**Extract provided:**
How Does Hard Kombucha Compare To Hard Seltzer?
Craft brewers and other beverage makers are churning out tons of clever libations. Whether it’s a new interpretation (like hybrid beer styles), a modern creation (hard seltzer), or reviving a “tea of immortality” (long live hard kombucha), you have a mega-wall of choices at the corner store.
And it doesn’t matter if you’re on the hunt for high ABV or low calories, the booze landscape has something to match whatever stats you’re watching, diet you’re following, or just the flavor you’re craving. Hard kombucha should definitely be on your shortlist, giving you a thoughtful seltzer alternative — or just a tasty addition to your fridge mix.
How Hard Kombucha Is Made
While fermentation is at the heart of any alcoholic drink, different kinds start with different ingredients. For hard kombucha, tea leaves steep in water to launch the whole process.
But this isn’t some mellow cup of chamomile. We add a mixture of bacteria and yeast, which turns that tea water into a bubbly, refreshing drink — regular kombucha at this point, where alcohol hardly registers (we’re talking 0.2%–0.5%).
Strainge Beast hard kombucha emerges after a second round of fermentation, when additional sugar and fresh yeast create natural byproducts of alcohol and carbon dioxide. The cherry on top could be a literal cherry, as we’re all about infusing tasty combos of 100% organic fruits and herbs for a mouthwatering lineup of flavors, all of which are gluten free and vegan friendly.
How Hard Seltzer Is Made
Hard seltzer is pretty simple, with a foundation of plain water made fizzy with carbon dioxide. (Odds are you’ve sipped a non-alc version with a splash of fruit flavor.) As for its alcohol, we’re back to fermentation; yeast needs a sugar source, and hard seltzer often uses pure cane sugar. And like hard kombucha, hard seltzer may feature fruits and other finishing ingredients to create distinct flavors.
Hard Kombucha Vs. Hard Seltzer
Hold these two drinks side-by-side, though, and the comparisons can vary. Hard seltzer trends low in calories, which you can find in hard kombucha like our 100-calorie Watermelon, Sea Salt, Lime & Mint (4% ABV). That calorie count jumps with flavors like Ginger, Lemon & Hibiscus because of its higher alcohol level (7% ABV) and generous fruit additions. You won’t see many hard seltzers climbing above 5% ABV.
And hard kombucha, unlike seltzer, contains natural caffeine. Tea starts it all, remember? The caffeine in one 12-ounce can of Strainge Beast is on par with a standard cup of black tea.
Your refrigerator could be a deciding factor, too. Got room for hard kombucha? It’s best to keep Strainge Beast cold whenever possible, lest you wake that kombucha culture from its slumber. But the fridge isn’t always possible, we get it, so we have storage guidelines if room temp is your reality.
What Is Hard Kombucha Classified As?

Region pointing data:
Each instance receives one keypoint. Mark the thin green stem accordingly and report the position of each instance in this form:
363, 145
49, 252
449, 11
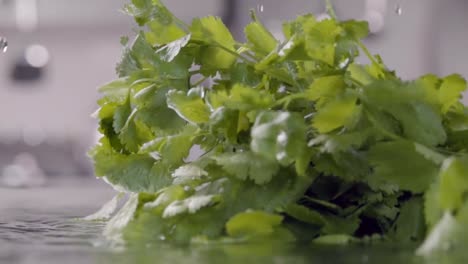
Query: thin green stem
202, 80
370, 56
331, 9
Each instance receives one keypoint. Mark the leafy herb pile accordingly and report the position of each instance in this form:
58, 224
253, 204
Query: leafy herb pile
298, 140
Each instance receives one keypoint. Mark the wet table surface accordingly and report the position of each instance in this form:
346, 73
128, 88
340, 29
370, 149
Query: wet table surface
40, 226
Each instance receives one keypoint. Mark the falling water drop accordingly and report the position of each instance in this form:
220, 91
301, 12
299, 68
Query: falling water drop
261, 8
3, 44
399, 10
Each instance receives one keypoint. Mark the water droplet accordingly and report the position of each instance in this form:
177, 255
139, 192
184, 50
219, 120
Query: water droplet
261, 8
3, 44
399, 10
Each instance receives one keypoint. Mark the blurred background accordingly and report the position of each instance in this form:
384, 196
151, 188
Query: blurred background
60, 51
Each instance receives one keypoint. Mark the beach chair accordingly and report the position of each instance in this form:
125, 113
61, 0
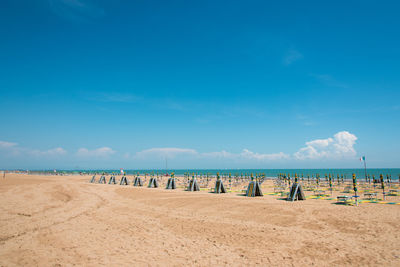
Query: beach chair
171, 184
153, 183
219, 187
193, 185
254, 189
370, 196
124, 181
296, 193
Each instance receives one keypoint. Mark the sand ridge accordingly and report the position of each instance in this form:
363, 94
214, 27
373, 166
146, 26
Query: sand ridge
64, 220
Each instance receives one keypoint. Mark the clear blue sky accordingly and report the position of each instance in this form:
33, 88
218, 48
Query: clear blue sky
207, 84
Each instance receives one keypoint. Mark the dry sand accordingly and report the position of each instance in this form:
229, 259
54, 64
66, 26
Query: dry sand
65, 220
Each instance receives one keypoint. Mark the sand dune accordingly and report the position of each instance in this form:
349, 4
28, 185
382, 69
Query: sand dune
64, 220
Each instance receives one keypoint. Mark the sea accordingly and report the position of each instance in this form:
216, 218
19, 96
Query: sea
347, 173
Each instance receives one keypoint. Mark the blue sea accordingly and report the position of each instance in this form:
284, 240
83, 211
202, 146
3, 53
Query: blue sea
360, 173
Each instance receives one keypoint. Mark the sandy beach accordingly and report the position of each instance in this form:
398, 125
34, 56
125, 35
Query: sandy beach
65, 220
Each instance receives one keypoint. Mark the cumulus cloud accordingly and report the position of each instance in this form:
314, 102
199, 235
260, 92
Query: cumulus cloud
101, 152
341, 145
169, 152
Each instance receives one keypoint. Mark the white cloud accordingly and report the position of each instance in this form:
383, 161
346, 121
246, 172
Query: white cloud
247, 155
169, 152
340, 146
218, 154
101, 152
291, 56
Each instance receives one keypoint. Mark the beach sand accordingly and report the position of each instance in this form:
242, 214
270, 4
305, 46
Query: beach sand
65, 220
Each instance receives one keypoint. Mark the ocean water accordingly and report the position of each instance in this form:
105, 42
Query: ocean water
360, 173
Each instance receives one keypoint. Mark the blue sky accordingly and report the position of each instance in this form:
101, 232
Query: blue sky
207, 84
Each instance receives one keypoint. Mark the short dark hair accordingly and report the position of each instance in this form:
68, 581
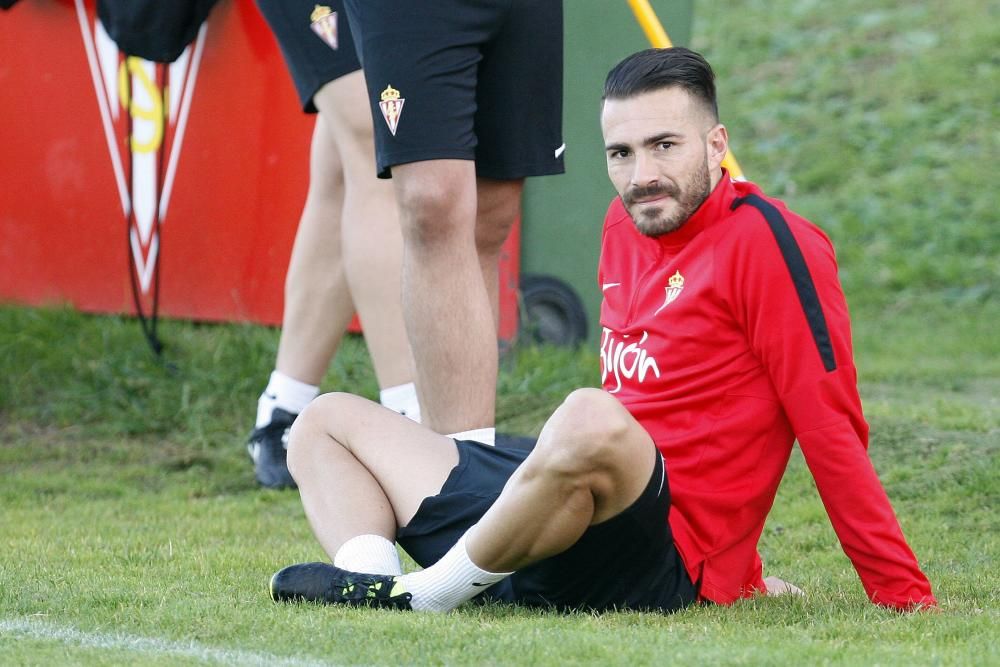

**Task item A:** Please copy the part of the hard kombucha article from "Hard Kombucha Vs." up to and including "of black tea.".
**Task item B:** Summarize the hard kombucha article in two sentences.
**Task item C:** According to the hard kombucha article, how much alcohol does regular kombucha contain?

**Task output A:**
Hard Kombucha Vs. Hard Seltzer
Hold these two drinks side-by-side, though, and the comparisons can vary. Hard seltzer trends low in calories, which you can find in hard kombucha like our 100-calorie Watermelon, Sea Salt, Lime & Mint (4% ABV). That calorie count jumps with flavors like Ginger, Lemon & Hibiscus because of its higher alcohol level (7% ABV) and generous fruit additions. You won’t see many hard seltzers climbing above 5% ABV.
And hard kombucha, unlike seltzer, contains natural caffeine. Tea starts it all, remember? The caffeine in one 12-ounce can of Strainge Beast is on par with a standard cup of black tea.

**Task output B:** Hard kombucha begins as tea fermented with bacteria and yeast, and a second fermentation with added sugar and fresh yeast produces its alcohol and carbonation. Hard seltzer is carbonated water whose alcohol comes from yeast fermenting a sugar source such as cane sugar, and unlike hard kombucha it has no natural caffeine and rarely goes above 5% ABV.

**Task output C:** Regular kombucha contains 0.2%–0.5% alcohol.